__Excerpt to read__.
There’ve been regular reports of misbehaviour at Kāinga Ora properties. This sets in motion a prejudicial view of social housing tenants and the estates in which they live.
The expectation from neighbours who are disturbed by poor behaviour is that Kāinga Ora, or the police, or “government” in general, should “crack down hard” on those who ignore or defy the rules and normal conventions of good citizenship.
This might entail sanctions or evictions.
A couple of points here. I use “poor behaviour” advisedly because it arises from two forms of poverty, the first being relative financial poverty.
As Bob Marley sang: A hungry man is an angry man. Cost of living get so high, rich and poor they start to cry, they say, “Oh! What a tribulation.”
The second (and, I would argue, more disabling) form of poverty, is poverty of spirit.
This arises when people feel they have no agency, no power to shape their lives and the circumstances of their wellbeing.
I appreciate that the political mood of the moment is to smash and bash the non-compliant.
But another (and more likely to be effective) approach might be to work with social housing tenants to describe, and then define, the social environment in which they want to live. It’s called intentional community building.
Building Intentional Communities
I believe that one of the elements that confounds the successful utilisation of Aotearoa’s social housing is the lack of intentional community building and the absence of attention to the social architecture of residential tenancies in social housing complexes.
What might that look like?
In 1973, as a community volunteer, I was the fieldworker for the Wellington Tenants Protection Association. We organised a rent strike against a Wellington rack-rent slumlord.
When we brought the tenants together, we discovered that, over and above the immediate concerns of their rents and tenancies, they were also facing issues of food security.
As they were already collaborating over the rent strike, it was a simple step to set up a food co-operative and to bring immediate relief to each whānau by providing affordable good-quality kai.
Moreover, in Newtown at least, we set up a community garden and established play groups and holiday programmes at the nearby community centre.
When people have a shared vision and a channel through which to co-operate, life becomes better. This is hardly rocket science.
Here’s another lesson. In the late 1980s, I was awarded a Calouste Gulbenkian Foundation Scholarship. I ended up working with the Easterhouse Festival in Glasgow, Scotland, an arts-based community-building programme.
Easterhouse is a suburb of Glasgow, and a housing project there was intended to be the solution to the poor tenement housing in the Gorbals, an area in the city of Glasgow on the south bank of the River Clyde.
By the late 19th century, the Gorbals had become densely populated with poor quality overcrowded housing. Poverty was commonplace and violence was endemic. In a word, the area was a slum.
After World War Two, a comprehensive slum clearance programme led to whānau from the Gorbals being relocated to Easterhouse.
Easterhouse is a physically isolated suburb six miles east of the city centre, poorly served by public transport and cut off by the M8 motorway that runs along its periphery. Sound familiar?
Because the social architecture was ignored, the whole effort was a disaster. Easterhouse became infamous as the worst place in Great Britain to live.
When I visited Easterhouse, tenants were housed in blocks of six flats, three stories either side of a common stairwell. The stairwell had become a pissoir. There was broken glass and dog-shit everywhere.

__To-do list__.
1. In the social housing article, condense the paragraph beginning "Easterhouse is a physically isolated suburb" into a single shorter sentence that keeps its main facts.
2. In the entries, substitute "kitchen inventory" for "row-crop scouting" in everything from the first entry down to the line containing "column 476, row 664". Return only those lines, with nothing else changed.
The article and the entries that follow it are unrelated pieces of material.

__Entries__.
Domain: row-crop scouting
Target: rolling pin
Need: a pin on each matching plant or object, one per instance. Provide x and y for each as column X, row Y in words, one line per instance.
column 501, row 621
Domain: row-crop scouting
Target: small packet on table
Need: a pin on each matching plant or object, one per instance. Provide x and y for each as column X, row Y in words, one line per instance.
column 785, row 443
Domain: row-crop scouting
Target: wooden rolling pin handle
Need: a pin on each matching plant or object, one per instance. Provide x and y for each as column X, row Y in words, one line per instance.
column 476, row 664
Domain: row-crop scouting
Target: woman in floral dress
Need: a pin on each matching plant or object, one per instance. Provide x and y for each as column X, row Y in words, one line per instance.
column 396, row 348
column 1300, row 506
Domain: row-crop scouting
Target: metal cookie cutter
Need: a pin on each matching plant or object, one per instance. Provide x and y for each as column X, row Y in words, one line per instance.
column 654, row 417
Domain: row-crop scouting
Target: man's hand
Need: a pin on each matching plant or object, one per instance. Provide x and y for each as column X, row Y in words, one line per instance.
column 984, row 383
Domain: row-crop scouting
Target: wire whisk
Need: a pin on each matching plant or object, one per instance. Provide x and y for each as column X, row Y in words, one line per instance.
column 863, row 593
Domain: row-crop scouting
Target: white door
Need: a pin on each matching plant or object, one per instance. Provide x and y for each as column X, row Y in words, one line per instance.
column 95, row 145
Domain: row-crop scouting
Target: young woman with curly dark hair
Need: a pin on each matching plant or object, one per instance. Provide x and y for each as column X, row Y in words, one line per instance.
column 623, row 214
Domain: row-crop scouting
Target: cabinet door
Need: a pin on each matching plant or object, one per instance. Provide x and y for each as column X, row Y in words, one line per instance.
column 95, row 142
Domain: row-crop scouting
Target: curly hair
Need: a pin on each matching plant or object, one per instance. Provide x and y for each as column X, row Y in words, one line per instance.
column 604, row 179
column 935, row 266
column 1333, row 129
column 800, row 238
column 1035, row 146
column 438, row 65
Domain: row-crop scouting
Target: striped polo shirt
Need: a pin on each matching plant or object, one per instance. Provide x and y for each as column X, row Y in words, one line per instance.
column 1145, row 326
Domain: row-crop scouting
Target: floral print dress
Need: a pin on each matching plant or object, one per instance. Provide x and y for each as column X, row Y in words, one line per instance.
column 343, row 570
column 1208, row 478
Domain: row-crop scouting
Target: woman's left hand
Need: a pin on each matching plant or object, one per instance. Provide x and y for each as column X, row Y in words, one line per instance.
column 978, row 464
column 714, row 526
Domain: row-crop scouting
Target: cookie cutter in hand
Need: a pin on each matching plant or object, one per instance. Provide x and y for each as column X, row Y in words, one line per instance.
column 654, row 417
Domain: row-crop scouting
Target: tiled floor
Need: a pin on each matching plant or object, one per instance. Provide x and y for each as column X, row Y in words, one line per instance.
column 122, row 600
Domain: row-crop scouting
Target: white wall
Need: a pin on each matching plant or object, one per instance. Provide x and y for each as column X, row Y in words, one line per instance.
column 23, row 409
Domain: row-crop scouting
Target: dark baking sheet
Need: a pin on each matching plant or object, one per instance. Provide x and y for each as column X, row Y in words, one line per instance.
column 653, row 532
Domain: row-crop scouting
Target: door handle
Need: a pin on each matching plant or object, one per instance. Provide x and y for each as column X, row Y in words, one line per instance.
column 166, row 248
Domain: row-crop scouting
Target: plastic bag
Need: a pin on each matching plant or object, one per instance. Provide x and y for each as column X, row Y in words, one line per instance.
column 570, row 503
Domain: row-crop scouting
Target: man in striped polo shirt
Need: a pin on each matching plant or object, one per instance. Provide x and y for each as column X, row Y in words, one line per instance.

__Answers by task__.
1. Easterhouse is an isolated suburb six miles east of Glasgow's city center, with poor public transport and the M8 motorway running along its edge and cutting it off.

2.
Domain: kitchen inventory
Target: rolling pin
Need: a pin on each matching plant or object, one per instance. Provide x and y for each as column X, row Y in words, one line per instance.
column 501, row 621
Domain: kitchen inventory
Target: small packet on table
Need: a pin on each matching plant or object, one per instance. Provide x and y for each as column X, row Y in words, one line per instance.
column 785, row 443
Domain: kitchen inventory
Target: wooden rolling pin handle
Need: a pin on each matching plant or object, one per instance. Provide x and y for each as column X, row Y in words, one line per instance.
column 476, row 664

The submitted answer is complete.